- Referring expression data:
%%

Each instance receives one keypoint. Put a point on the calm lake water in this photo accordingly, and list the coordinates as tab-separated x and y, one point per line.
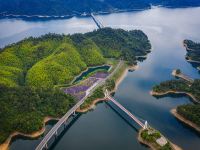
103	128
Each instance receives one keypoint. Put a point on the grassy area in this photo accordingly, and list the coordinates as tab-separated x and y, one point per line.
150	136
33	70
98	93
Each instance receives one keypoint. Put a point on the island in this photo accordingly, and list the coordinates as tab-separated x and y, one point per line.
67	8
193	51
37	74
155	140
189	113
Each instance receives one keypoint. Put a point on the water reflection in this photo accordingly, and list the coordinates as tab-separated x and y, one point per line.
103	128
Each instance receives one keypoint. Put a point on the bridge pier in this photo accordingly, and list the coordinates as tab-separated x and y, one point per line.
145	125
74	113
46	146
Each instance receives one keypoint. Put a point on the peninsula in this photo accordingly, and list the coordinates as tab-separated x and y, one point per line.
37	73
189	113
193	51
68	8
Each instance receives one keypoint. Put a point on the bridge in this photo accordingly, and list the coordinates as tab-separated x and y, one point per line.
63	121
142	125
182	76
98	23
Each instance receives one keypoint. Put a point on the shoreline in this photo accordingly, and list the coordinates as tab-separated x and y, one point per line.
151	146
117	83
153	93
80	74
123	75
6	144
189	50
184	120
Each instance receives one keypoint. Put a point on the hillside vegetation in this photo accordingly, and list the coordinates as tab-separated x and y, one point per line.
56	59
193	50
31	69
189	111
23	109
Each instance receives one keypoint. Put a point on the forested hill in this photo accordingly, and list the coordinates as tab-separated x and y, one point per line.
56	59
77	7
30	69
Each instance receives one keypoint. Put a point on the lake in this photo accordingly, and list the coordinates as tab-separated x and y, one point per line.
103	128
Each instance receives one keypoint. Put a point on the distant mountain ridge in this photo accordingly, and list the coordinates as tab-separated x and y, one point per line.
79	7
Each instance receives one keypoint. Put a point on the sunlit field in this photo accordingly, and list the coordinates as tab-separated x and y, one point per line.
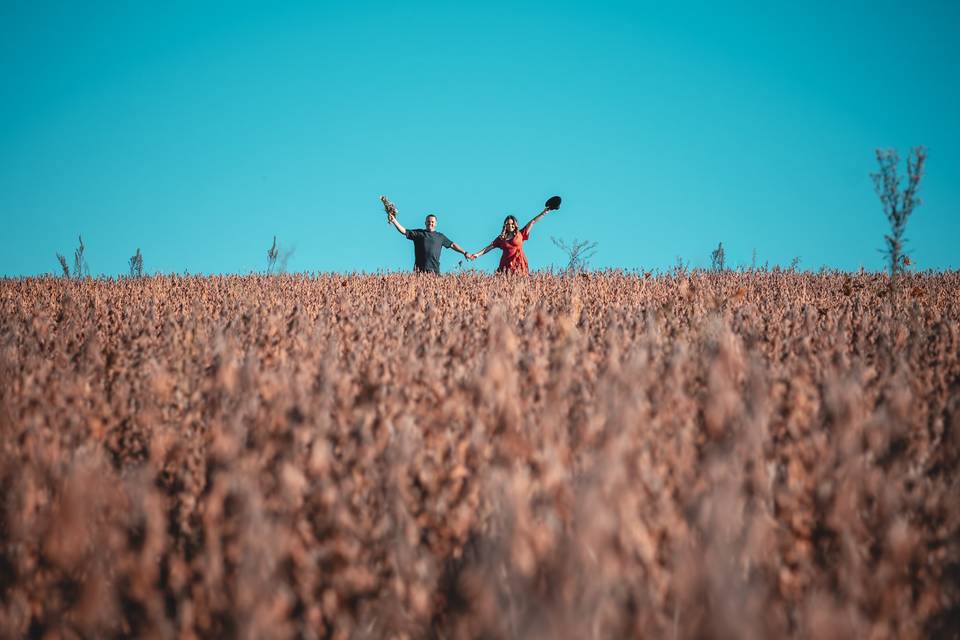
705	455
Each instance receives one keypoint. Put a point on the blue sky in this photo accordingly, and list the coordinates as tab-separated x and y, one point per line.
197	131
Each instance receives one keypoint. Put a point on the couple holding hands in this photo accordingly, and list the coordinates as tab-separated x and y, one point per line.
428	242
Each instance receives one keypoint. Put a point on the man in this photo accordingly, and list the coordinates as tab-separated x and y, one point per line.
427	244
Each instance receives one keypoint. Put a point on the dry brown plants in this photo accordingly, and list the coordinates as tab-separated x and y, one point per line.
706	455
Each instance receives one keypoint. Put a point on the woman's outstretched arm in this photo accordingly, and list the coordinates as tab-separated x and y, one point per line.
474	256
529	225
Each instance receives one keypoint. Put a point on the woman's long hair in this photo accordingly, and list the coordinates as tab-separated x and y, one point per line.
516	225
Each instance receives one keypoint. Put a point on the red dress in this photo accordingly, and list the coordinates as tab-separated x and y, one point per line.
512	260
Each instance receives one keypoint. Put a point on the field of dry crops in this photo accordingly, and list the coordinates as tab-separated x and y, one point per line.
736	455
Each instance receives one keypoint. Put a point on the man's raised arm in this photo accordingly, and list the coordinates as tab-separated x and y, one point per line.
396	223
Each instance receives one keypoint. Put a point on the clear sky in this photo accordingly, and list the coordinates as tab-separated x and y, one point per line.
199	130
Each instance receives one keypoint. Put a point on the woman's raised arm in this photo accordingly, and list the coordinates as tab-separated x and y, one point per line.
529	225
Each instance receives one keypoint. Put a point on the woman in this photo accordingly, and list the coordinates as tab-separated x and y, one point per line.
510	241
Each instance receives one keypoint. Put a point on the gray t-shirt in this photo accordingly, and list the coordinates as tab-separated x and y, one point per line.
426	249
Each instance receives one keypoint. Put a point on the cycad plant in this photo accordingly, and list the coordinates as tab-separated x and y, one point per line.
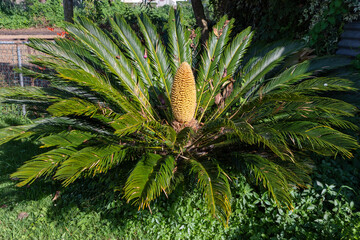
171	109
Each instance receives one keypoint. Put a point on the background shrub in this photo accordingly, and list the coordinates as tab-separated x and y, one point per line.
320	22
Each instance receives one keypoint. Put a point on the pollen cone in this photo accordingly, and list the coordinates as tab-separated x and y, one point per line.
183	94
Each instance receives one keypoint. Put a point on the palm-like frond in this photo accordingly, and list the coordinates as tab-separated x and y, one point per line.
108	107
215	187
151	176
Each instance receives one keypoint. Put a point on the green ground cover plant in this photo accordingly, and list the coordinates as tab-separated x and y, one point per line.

%%

All of the entries need to be retyped word for word, pictures excluded.

Each instance receives one keypoint. Put a point on the calm lake water in this photo accordingly, and list the coordinates as tab-separated x and y, one point per line.
103	128
Each instance receives one keypoint. Put a point on the grassy area in this photo accordingly, and list the coordinates as tab-separated x and y, one point per line.
150	136
33	70
98	93
Each instance receives one keypoint. Put a point on the island in this photo accordingly, and list the coordinates as tab-separated x and y, one point per line.
67	8
193	51
37	74
155	140
189	113
Each instance receives one keypoint. Put a point on the water reflection in this photo accordingly, and list the coordinates as tab-separated x and y, one point per line.
103	128
Each instance receives one keypoint. Put a point on the bridge pier in this photo accordingly, and list the coordinates as tab-separated x and y, one point per line.
145	125
74	113
46	146
Each instance receives one keypoint. Put a point on the peninsula in this photo accordingly, and list the coordinates as tab-separated x and y, one point per line.
37	73
189	113
193	51
68	8
Each instance receives one keypoint. Put a point on the bridge in this photo accordingly, and list the coordinates as tab-separated x and y, one point per line.
63	121
142	125
182	76
98	23
Each instance receives one keypoint. Put a point on the shoreline in this photo accordingly, and list the coordinates as tab-separated x and y, one point per line.
151	146
117	83
153	93
80	74
123	75
6	144
189	50
184	120
Each instance receives one keypoint. Put a point on the hillside vegetation in this photo accordingly, and list the coordinates as tab-separated x and y, one point per line.
56	59
193	50
31	69
189	111
23	109
Each instance receives one keypoint. Put a point on the forested hill in this photo accordingly, and list the coordinates as tab-separated x and y, one point per line.
56	59
77	7
30	69
Each instance receives one keypoint. Put a point on the lake in this photo accordingly, and list the coordinates as tab-separated x and y, one point per line.
103	128
Each instance receives one keypoint. Put a point on the distant mountain ridge in this photo accordingly, and list the coordinates as tab-separated x and y, one point per line.
79	7
Each instance receives one keypoint. Put a point on the sunlit field in this photo accordingly, and list the coordinates as tab-separated x and y, one point per line.
705	455
Each instance receives one keypoint. Put a point on the blue sky in this photo accordingly, and list the coordinates as tab-separated x and y, one point per line.
197	131
Each instance receives one keypoint. Put a point on the couple holding hands in this photo accordingly, and list the coordinates as tab-separated x and y, one point per line.
428	242
Each instance receives one keypoint. Put a point on the man in this photo accordingly, and list the coordinates as tab-separated x and y, one point per line.
427	244
Each instance receives one keypoint. Put a point on the dry brown plants in this photo accordingly, and list the coordinates as tab-separated x and y, one point per line.
706	455
Each instance receives one keypoint. Put a point on the woman's outstretched arm in this photo accordingly, and list the coordinates as tab-separated x and y, one point per line.
474	256
529	225
Each instance receives one keypoint. Put a point on the woman's long hair in this photo accordingly, and list the coordinates as tab-separated x and y, one point per line.
516	225
Each instance receives one keypoint. Put a point on the red dress in this photo accordingly, and list the coordinates as tab-separated x and y, one point per line.
512	260
Each instance receives one keypoint. Put a point on the field of dry crops in this photo accordingly, and list the coordinates as tab-separated x and y, one point per line.
736	455
Each instance receives one keypoint. Put a point on the man's raised arm in this photo accordingly, and list the coordinates as tab-separated x and y, one point per line.
396	223
Each instance receives one keypoint. Put a point on the clear sky in this photo accordingly, and list the coordinates as tab-separated x and y, one point per line.
199	130
Each instance receives one keypoint. Put a point on the woman's raised arm in this photo accordingly, and list the coordinates as tab-separated x and y, one point per line.
529	225
Each instance receives one keypoint. Put a point on the woman in this photo accordingly, and list the coordinates as tab-separated x and y, one point per line.
510	241
Each instance receives one keypoint. Put a point on the gray t-shirt in this photo accordingly, and list the coordinates as tab-separated x and y, one point per line.
426	249
Each instance receives one keypoint. Put a point on the cycad plant in this photo accordingly, and list the coordinates as tab-separated x and y, one point per line.
171	109
Each instance receives one keypoint. Put a point on the background shrub in this photo accordingly, and list the coordinates as tab-separated x and y, one point per line.
320	22
Each instance receives one keypoint. Put a point on the pollen cone in this photo accordingly, and list the coordinates as tab-separated x and y, one point per line.
183	94
Each instance receives one keypoint. Put a point on the palm-like frond in this photo accordingly, and list the coordinates as tab-separated x and y, one point per line.
108	107
215	187
151	176
Each instance receives one keypoint. Put a point on the green ground cover plant in this photo accordingly, and list the coordinates as tab-separated x and y, one point per line.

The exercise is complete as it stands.